掲載文 -
╔══

福音派とは何か?-栗生 稔‐

SALTY編集委員 栗生 稔

何かと話題にのぼる「福音派」

このSALTYのサイトを訪れる読者の皆さんは、キリスト教にそれなりに関心をもたれているだろうし、「キリスト教福音派」という言葉をニュースで聞いたことがあるでしょう。今年はアメリカ大統領選挙の年で「キリスト教福音派」の動向が選挙情勢を左右するといわれていますし、また、最近では「リオのカーニバル」が例年に比べて下火だなとおもったら、リオデジャネイロの市長がキリスト教福音派で、裸に近い格好で夜通し踊ることが退廃的だとしてカーニバルへの公金支出を取りやめたことがニュースになっていました。

このような、何かと話題に上る「福音派」とは一体何なのでしょう?

捉えがたき福音派

福音派に身をおく、私としては、我が国において福音派が話題になることがありながらも、なかなか福音派に対する理解は進んでいないと受け取っています。その理由としては、福音派の定義が混乱していることがまず挙げられます。混乱する理由としては、政治的に、歴史的に、主観的に、客観的に、学術的に、尺度が違うという点と、それに加えて日本の福音派自身がこの定義をあいまいにしてきたがために、ある種のねじれが起きているという点があります。

私が言わんとすることの話を進める前に、この論説を読んでくださる方の大多数は福音派ではない、キリスト教徒でもない、日本語を理解する日本人でしょうから、「日本人の宗教」を一例にあげたいと思います。たとえば、ある外国人が客観的に日本人のほとんどは仏式で葬儀をすることを見て取って、そこから「日本人の大半は仏教徒である」と定義することもできるでしょう。また、主観的に日本人が葬儀をする段階になって「うちの家は何宗だっけ?真言宗?浄土宗?」なんて会話をするくらいですから、「日本人は自覚的には無宗教である」と定義することもできるでしょう。はたまた、宗教や哲学が道徳心を形成しているという学問的な見地から日本人をみれば、「殺人や窃盗に罪悪感を抱く以上、日本人は生粋の無神論無宗教者ではなく、何かしらの宗教心をもっていると言えるので、日本人は神道と仏教と集団心理で形成された『日本教』なるものを信じている」と定義することもできるでしょう。以上のように、物差しが違えば結論が変わってきてしまうのです。ましてや「宗教心」という、目に見えない心の中のことですからなおのことでしょう。

╚══

提供データ -
╔══

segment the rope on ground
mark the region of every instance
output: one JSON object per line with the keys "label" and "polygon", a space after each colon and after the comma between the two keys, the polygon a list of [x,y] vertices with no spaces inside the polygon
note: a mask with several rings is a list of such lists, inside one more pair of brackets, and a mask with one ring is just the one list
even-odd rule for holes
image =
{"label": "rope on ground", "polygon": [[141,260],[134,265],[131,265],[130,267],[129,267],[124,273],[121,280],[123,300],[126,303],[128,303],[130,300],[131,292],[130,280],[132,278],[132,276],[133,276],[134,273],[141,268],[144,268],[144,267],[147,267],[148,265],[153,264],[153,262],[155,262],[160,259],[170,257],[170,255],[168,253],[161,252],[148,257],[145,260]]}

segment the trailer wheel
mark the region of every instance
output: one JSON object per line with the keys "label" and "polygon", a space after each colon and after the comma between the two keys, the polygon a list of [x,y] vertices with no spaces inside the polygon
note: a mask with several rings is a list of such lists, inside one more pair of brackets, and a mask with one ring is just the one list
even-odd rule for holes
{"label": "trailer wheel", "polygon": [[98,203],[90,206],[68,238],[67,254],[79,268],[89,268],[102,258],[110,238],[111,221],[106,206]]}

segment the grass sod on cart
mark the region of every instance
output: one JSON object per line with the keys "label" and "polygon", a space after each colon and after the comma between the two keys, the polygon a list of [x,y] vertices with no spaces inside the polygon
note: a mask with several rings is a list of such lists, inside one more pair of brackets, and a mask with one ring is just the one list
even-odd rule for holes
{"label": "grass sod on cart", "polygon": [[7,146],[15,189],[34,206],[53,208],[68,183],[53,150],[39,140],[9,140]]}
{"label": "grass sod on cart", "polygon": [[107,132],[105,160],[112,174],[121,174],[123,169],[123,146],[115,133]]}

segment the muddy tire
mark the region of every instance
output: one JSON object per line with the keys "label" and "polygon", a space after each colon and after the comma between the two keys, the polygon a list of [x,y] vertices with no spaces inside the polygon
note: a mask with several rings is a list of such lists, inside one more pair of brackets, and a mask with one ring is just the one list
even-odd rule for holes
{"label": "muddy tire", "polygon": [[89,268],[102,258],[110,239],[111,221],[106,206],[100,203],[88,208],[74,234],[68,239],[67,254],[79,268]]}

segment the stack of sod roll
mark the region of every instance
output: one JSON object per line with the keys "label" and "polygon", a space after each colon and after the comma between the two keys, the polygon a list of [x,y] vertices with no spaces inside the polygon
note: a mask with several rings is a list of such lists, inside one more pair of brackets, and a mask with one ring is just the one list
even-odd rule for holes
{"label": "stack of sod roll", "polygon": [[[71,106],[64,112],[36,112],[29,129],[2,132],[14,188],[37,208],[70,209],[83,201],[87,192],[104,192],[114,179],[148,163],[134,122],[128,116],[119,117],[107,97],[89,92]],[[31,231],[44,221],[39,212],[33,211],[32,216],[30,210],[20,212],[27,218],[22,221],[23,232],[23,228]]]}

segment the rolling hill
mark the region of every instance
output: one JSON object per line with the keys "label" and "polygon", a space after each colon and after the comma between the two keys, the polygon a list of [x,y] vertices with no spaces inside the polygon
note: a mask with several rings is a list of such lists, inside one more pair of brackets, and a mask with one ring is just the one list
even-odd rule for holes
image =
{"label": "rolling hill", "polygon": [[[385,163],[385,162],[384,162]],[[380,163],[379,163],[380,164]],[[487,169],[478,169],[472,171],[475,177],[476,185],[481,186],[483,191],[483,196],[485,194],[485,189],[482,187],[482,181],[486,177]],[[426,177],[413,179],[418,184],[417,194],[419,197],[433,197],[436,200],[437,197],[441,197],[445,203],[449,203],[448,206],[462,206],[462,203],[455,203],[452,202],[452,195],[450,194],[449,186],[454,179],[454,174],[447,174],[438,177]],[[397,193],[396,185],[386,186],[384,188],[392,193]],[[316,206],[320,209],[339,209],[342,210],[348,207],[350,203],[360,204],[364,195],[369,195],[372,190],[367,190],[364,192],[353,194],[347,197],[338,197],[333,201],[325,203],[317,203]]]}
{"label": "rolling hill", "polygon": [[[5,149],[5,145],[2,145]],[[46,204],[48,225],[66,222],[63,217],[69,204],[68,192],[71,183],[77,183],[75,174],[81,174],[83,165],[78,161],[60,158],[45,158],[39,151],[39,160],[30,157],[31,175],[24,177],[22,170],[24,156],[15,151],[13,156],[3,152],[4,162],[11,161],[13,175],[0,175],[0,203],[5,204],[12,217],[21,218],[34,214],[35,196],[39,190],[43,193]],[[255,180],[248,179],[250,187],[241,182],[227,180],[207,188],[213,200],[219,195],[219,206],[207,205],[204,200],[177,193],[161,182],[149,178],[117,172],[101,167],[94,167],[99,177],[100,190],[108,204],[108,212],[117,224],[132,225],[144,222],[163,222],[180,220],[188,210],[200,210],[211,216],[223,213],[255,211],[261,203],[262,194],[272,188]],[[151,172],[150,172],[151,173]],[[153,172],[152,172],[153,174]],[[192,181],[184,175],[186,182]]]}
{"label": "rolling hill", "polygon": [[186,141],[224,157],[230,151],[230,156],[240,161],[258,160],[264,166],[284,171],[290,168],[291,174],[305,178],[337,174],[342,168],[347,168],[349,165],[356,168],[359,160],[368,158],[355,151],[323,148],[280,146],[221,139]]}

╚══

課題内容 A - 福音派についての文章で、福音派の定義が混乱する理由として違うとされている尺度をすべて挙げてください。
課題内容 B - 福音派についての文章のうち、「福音派とは何か?-栗生 稔‐」から「きているという点があります。」までの部分を一字も変えずに書き写してください。
課題内容 C - 福音派についての文章の最後の文に続けて、その先を書き進めてください。

最終結果 A - 政治的、歴史的、主観的、客観的、学術的

最終結果 B -
福音派とは何か?-栗生 稔‐

SALTY編集委員 栗生 稔

何かと話題にのぼる「福音派」

このSALTYのサイトを訪れる読者の皆さんは、キリスト教にそれなりに関心をもたれているだろうし、「キリスト教福音派」という言葉をニュースで聞いたことがあるでしょう。今年はアメリカ大統領選挙の年で「キリスト教福音派」の動向が選挙情勢を左右するといわれていますし、また、最近では「リオのカーニバル」が例年に比べて下火だなとおもったら、リオデジャネイロの市長がキリスト教福音派で、裸に近い格好で夜通し踊ることが退廃的だとしてカーニバルへの公金支出を取りやめたことがニュースになっていました。

このような、何かと話題に上る「福音派」とは一体何なのでしょう?

捉えがたき福音派

福音派に身をおく、私としては、我が国において福音派が話題になることがありながらも、なかなか福音派に対する理解は進んでいないと受け取っています。その理由としては、福音派の定義が混乱していることがまず挙げられます。混乱する理由としては、政治的に、歴史的に、主観的に、客観的に、学術的に、尺度が違うという点と、それに加えて日本の福音派自身がこの定義をあいまいにしてきたがために、ある種のねじれが起きているという点があります。

最終結果 C -
メイチェンスケール

さて、話を本題に戻します。「尺度が十人十色だから捉えようがない」といっていたらいつまでたっても理解は深まりませんし、キリスト教福音派がなにかしらまとまりのある「派」である以上、何であって、何でないのかをある程度類型化しなければなりません。そこで本稿ではJ・G・メイチェンを原点におく考え方を提示いたします。「キリスト教福音派」の定義として穏当で、歴史的にも賛同を得られる有力な物差しの一つとされているものです。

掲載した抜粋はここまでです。